When you come to a picture, pass over it, and set down the entries below exactly.

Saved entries
★ ★ ★ ★ ★

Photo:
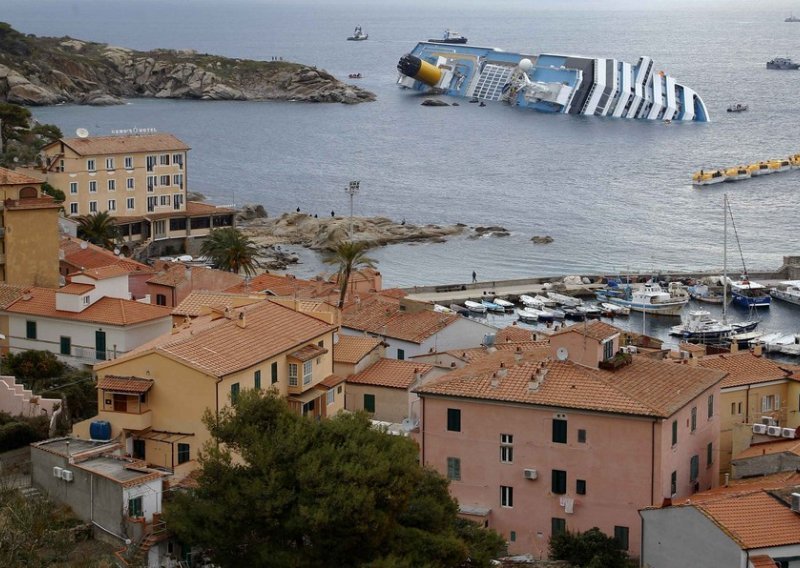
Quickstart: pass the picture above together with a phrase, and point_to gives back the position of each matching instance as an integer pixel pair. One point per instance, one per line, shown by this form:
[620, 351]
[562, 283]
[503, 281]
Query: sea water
[615, 195]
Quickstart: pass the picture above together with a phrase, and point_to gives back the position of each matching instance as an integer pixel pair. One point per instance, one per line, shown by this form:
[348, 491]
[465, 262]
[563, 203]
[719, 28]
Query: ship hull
[551, 83]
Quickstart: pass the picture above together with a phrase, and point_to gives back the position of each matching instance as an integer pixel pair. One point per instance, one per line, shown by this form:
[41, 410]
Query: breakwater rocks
[324, 233]
[45, 71]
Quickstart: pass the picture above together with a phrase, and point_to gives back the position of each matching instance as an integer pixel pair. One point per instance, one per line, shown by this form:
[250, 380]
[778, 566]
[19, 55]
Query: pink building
[532, 448]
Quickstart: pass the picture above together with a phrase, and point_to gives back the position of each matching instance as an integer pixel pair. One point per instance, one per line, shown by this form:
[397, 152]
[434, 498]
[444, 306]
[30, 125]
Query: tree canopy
[590, 549]
[280, 489]
[350, 257]
[228, 249]
[98, 229]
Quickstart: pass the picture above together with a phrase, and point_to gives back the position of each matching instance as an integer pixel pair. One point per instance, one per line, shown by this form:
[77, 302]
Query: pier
[458, 292]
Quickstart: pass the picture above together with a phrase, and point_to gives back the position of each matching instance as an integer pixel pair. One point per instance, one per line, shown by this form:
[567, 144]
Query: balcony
[127, 420]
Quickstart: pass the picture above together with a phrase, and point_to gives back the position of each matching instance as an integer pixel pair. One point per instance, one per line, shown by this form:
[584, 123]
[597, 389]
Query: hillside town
[683, 457]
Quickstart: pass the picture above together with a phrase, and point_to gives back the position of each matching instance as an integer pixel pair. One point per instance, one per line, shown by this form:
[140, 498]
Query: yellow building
[129, 175]
[29, 234]
[755, 390]
[154, 397]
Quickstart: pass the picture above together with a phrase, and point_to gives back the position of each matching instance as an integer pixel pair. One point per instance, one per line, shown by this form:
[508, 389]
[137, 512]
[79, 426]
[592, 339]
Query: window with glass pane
[454, 469]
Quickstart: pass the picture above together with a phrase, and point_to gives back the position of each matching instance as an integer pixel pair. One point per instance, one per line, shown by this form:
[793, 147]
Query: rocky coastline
[46, 71]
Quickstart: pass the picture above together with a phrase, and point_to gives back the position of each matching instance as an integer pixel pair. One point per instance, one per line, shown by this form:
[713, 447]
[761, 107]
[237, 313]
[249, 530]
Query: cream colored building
[27, 257]
[125, 175]
[154, 398]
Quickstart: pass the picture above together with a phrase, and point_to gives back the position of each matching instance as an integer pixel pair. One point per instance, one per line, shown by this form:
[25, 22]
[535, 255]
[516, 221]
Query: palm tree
[351, 257]
[228, 249]
[98, 229]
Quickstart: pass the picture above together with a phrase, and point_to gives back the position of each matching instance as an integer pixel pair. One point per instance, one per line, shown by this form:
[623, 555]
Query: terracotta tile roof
[124, 384]
[331, 381]
[9, 294]
[11, 177]
[382, 316]
[277, 285]
[109, 311]
[513, 333]
[762, 561]
[200, 301]
[645, 387]
[103, 272]
[352, 348]
[83, 255]
[790, 446]
[44, 202]
[594, 329]
[76, 288]
[390, 373]
[744, 368]
[308, 352]
[101, 145]
[219, 346]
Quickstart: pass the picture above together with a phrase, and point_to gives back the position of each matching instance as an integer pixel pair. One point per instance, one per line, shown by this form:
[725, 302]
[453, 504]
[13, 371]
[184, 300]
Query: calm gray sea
[614, 194]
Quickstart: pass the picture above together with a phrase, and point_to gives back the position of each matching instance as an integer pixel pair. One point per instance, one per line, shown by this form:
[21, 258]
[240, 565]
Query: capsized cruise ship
[551, 83]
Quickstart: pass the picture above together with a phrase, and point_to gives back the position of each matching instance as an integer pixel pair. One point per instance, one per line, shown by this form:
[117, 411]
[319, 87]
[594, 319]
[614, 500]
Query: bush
[17, 435]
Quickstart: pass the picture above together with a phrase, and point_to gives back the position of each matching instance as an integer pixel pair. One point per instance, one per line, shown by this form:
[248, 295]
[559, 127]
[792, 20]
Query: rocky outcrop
[45, 71]
[325, 233]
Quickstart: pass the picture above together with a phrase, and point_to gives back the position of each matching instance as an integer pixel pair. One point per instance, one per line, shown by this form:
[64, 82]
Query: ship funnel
[414, 67]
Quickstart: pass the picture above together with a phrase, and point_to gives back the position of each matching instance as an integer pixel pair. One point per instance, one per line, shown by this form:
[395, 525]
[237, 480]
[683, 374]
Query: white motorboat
[788, 291]
[529, 315]
[505, 304]
[614, 309]
[475, 307]
[651, 299]
[564, 300]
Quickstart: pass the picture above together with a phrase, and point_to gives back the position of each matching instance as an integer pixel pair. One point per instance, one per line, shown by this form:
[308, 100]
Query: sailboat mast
[725, 261]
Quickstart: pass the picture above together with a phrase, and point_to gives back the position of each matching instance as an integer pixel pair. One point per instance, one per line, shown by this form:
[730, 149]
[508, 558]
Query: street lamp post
[352, 190]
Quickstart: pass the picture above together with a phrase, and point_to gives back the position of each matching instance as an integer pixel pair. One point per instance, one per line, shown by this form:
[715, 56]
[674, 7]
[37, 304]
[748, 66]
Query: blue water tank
[100, 430]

★ ★ ★ ★ ★

Task response:
Photo:
Quickstart: pass the picture above together with a phrase, and point_to gives back the position of each matching instance as an integer pixel pair. One point per instance, one per line, shown by this form:
[620, 351]
[562, 283]
[503, 281]
Query: sea water
[615, 195]
Quickstart: pass the picture above together with a phrase, and point_to gives back the position of each matching instance as an integer pixel pair. One point per instance, one per line, shown by this form:
[348, 491]
[465, 262]
[563, 203]
[719, 28]
Query: ship hull
[551, 83]
Quickstart: pass the picture above together with a phrase, and point_to gives back the position of each matching instance as an integer pixel pair. One point per instance, one per line, shown by this form:
[41, 410]
Query: breakwater rocks
[324, 233]
[45, 71]
Quickstart: pass the picture above together with a phrase, and point_to gives back the position of each matching instance as an integer pixel pair. One point per instance, one per line, shown by this form:
[250, 380]
[778, 566]
[19, 55]
Query: pink building
[532, 448]
Quickstart: pass the picture above together with a phrase, and point_to gives back the position of each matching instance as an integer pixel pair. One point per instance, one per line, shown by this form:
[397, 152]
[434, 498]
[444, 306]
[30, 125]
Query: tree canopy
[590, 549]
[280, 489]
[350, 257]
[228, 249]
[98, 229]
Quickstart: pass the picture above together with a phrase, and point_to gives back the position of each matching instance as an integer pixel pair. One point per instance, one per line, shown by this form:
[77, 302]
Query: pier
[458, 292]
Quickstart: pass the picture above together with a phrase, and point_to gives back the position of each matching instance as an integer pixel pair. One point per instance, one per line, shown by this form:
[567, 144]
Query: balcony
[127, 420]
Quickstart: pass the picture above together with a phrase, and point_to gives back the position of each matching instance as an integer pixel pair. One point per instance, one per line, shown by this form:
[584, 123]
[597, 389]
Query: hillside town
[683, 457]
Quickstart: pass the picture above together with a phrase, and point_to gives back the position of each matching instance as an integer pixel pair. One point per instance, one per line, shown by this form:
[140, 498]
Query: yellow building
[129, 175]
[29, 234]
[755, 390]
[154, 397]
Quickstart: pass the picture above together with a phrase, and point_to gives back the position of each matching instance as an integer pixel pair. One point per instance, one per line, shown by this form:
[508, 389]
[137, 512]
[79, 426]
[592, 339]
Query: window with glass pane
[454, 469]
Quickstart: pass the picture above together with a phrase, and point_to gives back the position of each matching instance as an integer pixel pair. One point per instance, one per line, shown by this form:
[793, 147]
Query: rocky coastline
[46, 71]
Quickstart: pass the picture above together with a phrase, and point_to gives back the position of each matching instance as an integer pixel pair. One point per instance, one per line, shown by this form:
[713, 447]
[761, 107]
[237, 313]
[249, 530]
Query: cream colored building
[27, 257]
[125, 175]
[154, 398]
Quickstart: pass the picture above together with a phrase, and point_to gives back the position of each matching instance as an integer pixel pair. One point per instance, one per line, shown by this form:
[25, 22]
[535, 255]
[516, 221]
Query: palm tree
[351, 257]
[228, 249]
[98, 229]
Quickstart: pass the picture above together with a phrase, and point_to gives back the position of each matching instance as an integer pixel pair. One point per instance, one per line, shown by this form:
[623, 555]
Query: terracotta tile roof
[124, 384]
[331, 381]
[9, 294]
[11, 177]
[382, 316]
[277, 285]
[109, 311]
[513, 333]
[762, 561]
[200, 301]
[645, 387]
[103, 272]
[352, 348]
[83, 255]
[790, 446]
[44, 202]
[594, 329]
[76, 288]
[390, 373]
[744, 368]
[308, 352]
[101, 145]
[219, 346]
Quickstart: pass the picture above together with a phrase, and point_to gives back the position of each matching instance as an integer pixel pair. One point per instance, one per line, shown by this form:
[725, 302]
[453, 504]
[13, 371]
[184, 300]
Query: calm gray sea
[614, 194]
Quickstart: pass the picture above together with a phrase, and point_to gives back the position of each matching instance as an integer pixel pair. One point per instance, one per line, shown by this form:
[21, 258]
[240, 565]
Query: capsized cruise ship
[551, 83]
Quickstart: pass the picture above together with a phrase, and point_to gives back the position of each matching instance as an integer pixel pair. One point per instance, one per line, shown by this form:
[117, 411]
[319, 87]
[594, 319]
[614, 500]
Query: bush
[17, 435]
Quickstart: pass the picture above together with a phrase, and point_to gives back the position of each matching instance as an integer pixel pair. One point per instance, one per line, shown by this form:
[248, 295]
[559, 127]
[792, 20]
Query: rocky outcrop
[45, 71]
[325, 233]
Quickstart: pass the picture above together with a phrase, and point_to gives back the position of each matching instance as an integer pixel pair. One point per instance, one per line, shown by this form:
[64, 82]
Query: ship funnel
[414, 67]
Quickstart: pass the picture above together with a phrase, and point_to gives back the position of each matching instance as an integer pixel pair. One point per instance, one per line, shown by this form:
[395, 525]
[237, 480]
[683, 374]
Query: white motorboat
[788, 291]
[529, 315]
[505, 304]
[614, 309]
[475, 307]
[651, 299]
[564, 300]
Quickstart: pass the picture above together with a phrase, and point_to gives back the position of each matching instance as an integer pixel pair. One point per instance, one per line, shown by this form:
[308, 100]
Query: sailboat mast
[725, 261]
Quickstart: pass the picture above together with a phrase, and point_to gives back the position of each matching instance as an integer pixel pair. One point per instance, one per line, shown by this form:
[730, 149]
[508, 558]
Query: street lamp post
[352, 190]
Quickstart: pass the picture above together with a phrase, and point_to gives back the position of each matching instance as an integer pixel pair. One point per instance, one per line, shown by this form:
[715, 56]
[674, 7]
[37, 304]
[748, 66]
Query: blue water tank
[100, 430]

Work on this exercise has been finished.